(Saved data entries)
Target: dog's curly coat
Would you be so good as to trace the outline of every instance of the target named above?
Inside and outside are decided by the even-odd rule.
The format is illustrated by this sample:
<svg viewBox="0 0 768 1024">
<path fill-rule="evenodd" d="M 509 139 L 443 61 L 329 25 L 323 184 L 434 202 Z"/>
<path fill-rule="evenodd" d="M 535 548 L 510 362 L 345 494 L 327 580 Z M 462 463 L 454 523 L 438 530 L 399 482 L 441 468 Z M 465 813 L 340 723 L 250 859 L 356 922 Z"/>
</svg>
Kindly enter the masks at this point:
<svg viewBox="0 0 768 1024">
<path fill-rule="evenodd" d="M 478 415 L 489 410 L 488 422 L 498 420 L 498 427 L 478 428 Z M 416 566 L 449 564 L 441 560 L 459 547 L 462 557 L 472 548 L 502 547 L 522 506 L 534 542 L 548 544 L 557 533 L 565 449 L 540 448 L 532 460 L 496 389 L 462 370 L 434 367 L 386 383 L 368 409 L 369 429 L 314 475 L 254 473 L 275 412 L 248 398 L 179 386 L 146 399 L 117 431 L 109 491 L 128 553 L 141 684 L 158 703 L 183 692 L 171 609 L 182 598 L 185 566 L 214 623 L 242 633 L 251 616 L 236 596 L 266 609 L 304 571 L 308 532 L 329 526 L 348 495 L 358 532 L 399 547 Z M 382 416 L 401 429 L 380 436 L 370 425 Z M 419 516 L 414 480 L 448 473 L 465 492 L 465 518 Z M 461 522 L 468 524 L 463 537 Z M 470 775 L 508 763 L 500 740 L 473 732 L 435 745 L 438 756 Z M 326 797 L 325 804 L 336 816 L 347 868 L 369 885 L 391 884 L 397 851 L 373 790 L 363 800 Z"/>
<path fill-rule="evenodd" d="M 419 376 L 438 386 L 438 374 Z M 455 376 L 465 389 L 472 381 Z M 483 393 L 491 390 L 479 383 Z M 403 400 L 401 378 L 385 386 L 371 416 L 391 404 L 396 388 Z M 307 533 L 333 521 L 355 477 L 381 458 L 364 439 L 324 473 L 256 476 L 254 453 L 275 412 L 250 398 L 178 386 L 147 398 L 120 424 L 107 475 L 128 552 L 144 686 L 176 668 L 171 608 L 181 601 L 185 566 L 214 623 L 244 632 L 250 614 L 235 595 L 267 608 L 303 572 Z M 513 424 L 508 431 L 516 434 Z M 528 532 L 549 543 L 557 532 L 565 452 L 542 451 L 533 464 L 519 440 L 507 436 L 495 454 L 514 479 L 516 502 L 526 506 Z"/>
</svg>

INSTRUCTIONS TO FOLLOW: Output, please, only the lines running from the start of the entries through the line that contains "509 139 L 443", including both of those lines.

EXERCISE ANSWER:
Target: dog's curly coat
Would you be so good as to trace the outline of every instance of the target named above?
Inside and outside are decided by the even-odd rule.
The format is illustrated by this sample:
<svg viewBox="0 0 768 1024">
<path fill-rule="evenodd" d="M 509 139 L 443 61 L 329 25 L 323 184 L 434 202 Z"/>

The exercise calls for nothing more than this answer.